Records excerpted from a collection:
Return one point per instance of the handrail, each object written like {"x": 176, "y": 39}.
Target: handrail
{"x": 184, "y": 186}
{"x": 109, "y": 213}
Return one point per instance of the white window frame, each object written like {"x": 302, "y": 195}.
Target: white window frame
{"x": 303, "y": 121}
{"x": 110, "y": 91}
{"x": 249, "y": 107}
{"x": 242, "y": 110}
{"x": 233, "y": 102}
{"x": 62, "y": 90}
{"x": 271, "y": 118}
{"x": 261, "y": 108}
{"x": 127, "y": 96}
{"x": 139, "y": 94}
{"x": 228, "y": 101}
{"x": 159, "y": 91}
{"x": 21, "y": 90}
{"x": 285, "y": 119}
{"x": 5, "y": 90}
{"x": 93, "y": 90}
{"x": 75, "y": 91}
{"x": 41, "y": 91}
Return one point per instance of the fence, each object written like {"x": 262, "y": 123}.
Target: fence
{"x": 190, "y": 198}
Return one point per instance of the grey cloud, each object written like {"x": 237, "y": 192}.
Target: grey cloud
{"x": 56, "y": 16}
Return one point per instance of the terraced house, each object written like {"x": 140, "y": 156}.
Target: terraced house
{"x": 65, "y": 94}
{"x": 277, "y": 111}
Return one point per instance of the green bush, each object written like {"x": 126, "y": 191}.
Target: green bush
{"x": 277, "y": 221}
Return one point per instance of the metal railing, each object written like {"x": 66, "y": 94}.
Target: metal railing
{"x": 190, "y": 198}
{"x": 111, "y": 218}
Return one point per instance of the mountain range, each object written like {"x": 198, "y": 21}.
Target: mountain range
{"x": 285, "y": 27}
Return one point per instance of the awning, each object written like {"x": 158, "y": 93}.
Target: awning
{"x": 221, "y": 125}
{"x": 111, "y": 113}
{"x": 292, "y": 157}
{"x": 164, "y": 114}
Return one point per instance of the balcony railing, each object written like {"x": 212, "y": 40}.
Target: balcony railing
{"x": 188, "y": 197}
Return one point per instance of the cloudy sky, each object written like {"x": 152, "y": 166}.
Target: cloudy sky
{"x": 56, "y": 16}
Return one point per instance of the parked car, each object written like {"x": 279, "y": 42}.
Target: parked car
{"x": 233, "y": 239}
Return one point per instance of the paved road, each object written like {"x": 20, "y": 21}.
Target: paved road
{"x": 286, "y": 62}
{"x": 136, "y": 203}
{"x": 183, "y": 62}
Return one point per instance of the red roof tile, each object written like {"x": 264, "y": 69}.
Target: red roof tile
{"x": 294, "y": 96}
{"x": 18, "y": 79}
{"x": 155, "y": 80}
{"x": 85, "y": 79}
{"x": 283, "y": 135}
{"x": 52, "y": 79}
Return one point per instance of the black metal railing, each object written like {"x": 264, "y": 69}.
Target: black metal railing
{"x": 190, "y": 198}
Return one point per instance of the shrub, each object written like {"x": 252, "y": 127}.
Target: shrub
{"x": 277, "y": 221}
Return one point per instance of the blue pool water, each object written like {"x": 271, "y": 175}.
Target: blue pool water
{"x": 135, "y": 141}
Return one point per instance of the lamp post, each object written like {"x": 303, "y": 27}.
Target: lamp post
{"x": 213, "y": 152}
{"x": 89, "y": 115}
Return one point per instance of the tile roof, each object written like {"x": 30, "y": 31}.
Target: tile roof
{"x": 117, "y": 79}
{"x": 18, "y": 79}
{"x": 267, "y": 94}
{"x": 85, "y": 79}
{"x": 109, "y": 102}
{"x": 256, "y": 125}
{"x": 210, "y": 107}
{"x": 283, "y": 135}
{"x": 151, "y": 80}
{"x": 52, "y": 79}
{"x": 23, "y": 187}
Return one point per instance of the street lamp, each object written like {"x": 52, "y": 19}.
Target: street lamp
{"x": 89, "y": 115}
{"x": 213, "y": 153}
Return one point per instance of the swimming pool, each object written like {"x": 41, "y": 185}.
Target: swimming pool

Task prompt
Print every line of the records above without a single difference.

Answer to this exercise
Return one point per instance of the handrail, each object written like {"x": 176, "y": 39}.
Target: handrail
{"x": 184, "y": 186}
{"x": 109, "y": 213}
Return one point per instance of the white window frame, each object written like {"x": 302, "y": 195}.
Target: white window frame
{"x": 303, "y": 121}
{"x": 110, "y": 91}
{"x": 249, "y": 107}
{"x": 242, "y": 110}
{"x": 233, "y": 102}
{"x": 62, "y": 90}
{"x": 271, "y": 118}
{"x": 261, "y": 108}
{"x": 127, "y": 96}
{"x": 139, "y": 94}
{"x": 228, "y": 101}
{"x": 159, "y": 91}
{"x": 21, "y": 90}
{"x": 285, "y": 119}
{"x": 5, "y": 90}
{"x": 93, "y": 90}
{"x": 75, "y": 91}
{"x": 41, "y": 91}
Return one point per instance of the fence, each object written like {"x": 262, "y": 123}.
Target: fence
{"x": 190, "y": 198}
Return one point per instance of the grey cloud, each object written like {"x": 237, "y": 192}.
Target: grey cloud
{"x": 56, "y": 16}
Return one point per instance of the terraced house, each object written like {"x": 140, "y": 156}.
Target: terraced house
{"x": 65, "y": 94}
{"x": 277, "y": 111}
Return one point per instance of the green bush, each object written like {"x": 126, "y": 191}.
Target: green bush
{"x": 277, "y": 221}
Return one point per instance of the metal railing, each object written like {"x": 66, "y": 94}.
Target: metal railing
{"x": 190, "y": 198}
{"x": 111, "y": 218}
Return one point per instance of the mountain range, each object written like {"x": 198, "y": 21}.
Target: mountain range
{"x": 285, "y": 27}
Return one point per instance of the awning, each object written like {"x": 158, "y": 93}.
Target: awning
{"x": 221, "y": 125}
{"x": 111, "y": 113}
{"x": 292, "y": 157}
{"x": 164, "y": 114}
Return one point per instance of the balcony railing, each object written like {"x": 212, "y": 40}.
Target: balcony railing
{"x": 188, "y": 197}
Return one point per instance of the cloudy sky, each object written like {"x": 152, "y": 166}.
Target: cloudy sky
{"x": 56, "y": 16}
Return one point per instance of the parked car, each object written like {"x": 279, "y": 42}.
Target: parked car
{"x": 233, "y": 239}
Return one point per instance of the paved road, each object written like {"x": 20, "y": 21}.
Target: paved road
{"x": 286, "y": 62}
{"x": 136, "y": 203}
{"x": 183, "y": 62}
Return one point per instance of the red roof tile, each object written like {"x": 264, "y": 69}.
Target: red roof tile
{"x": 294, "y": 96}
{"x": 18, "y": 79}
{"x": 155, "y": 80}
{"x": 85, "y": 79}
{"x": 283, "y": 135}
{"x": 52, "y": 79}
Return one point per instance of the black metal railing, each object written like {"x": 264, "y": 69}.
Target: black metal railing
{"x": 190, "y": 198}
Return one point per instance of the shrub, each object written like {"x": 252, "y": 127}.
Target: shrub
{"x": 277, "y": 221}
Return one point per instance of the blue pool water, each object written like {"x": 271, "y": 175}.
Target: blue pool water
{"x": 135, "y": 141}
Return one point per instance of the lamp post, each object written like {"x": 303, "y": 27}.
Target: lamp post
{"x": 213, "y": 152}
{"x": 89, "y": 115}
Return one point per instance of the tile roof, each object written like {"x": 30, "y": 31}.
Target: tile roof
{"x": 117, "y": 79}
{"x": 18, "y": 79}
{"x": 267, "y": 94}
{"x": 85, "y": 79}
{"x": 109, "y": 102}
{"x": 256, "y": 125}
{"x": 210, "y": 107}
{"x": 283, "y": 135}
{"x": 151, "y": 80}
{"x": 52, "y": 79}
{"x": 23, "y": 187}
Return one point per instance of the street lamp, each object written like {"x": 52, "y": 19}.
Target: street lamp
{"x": 89, "y": 115}
{"x": 213, "y": 153}
Return one point per instance of the swimming pool, each object written like {"x": 41, "y": 185}.
Target: swimming pool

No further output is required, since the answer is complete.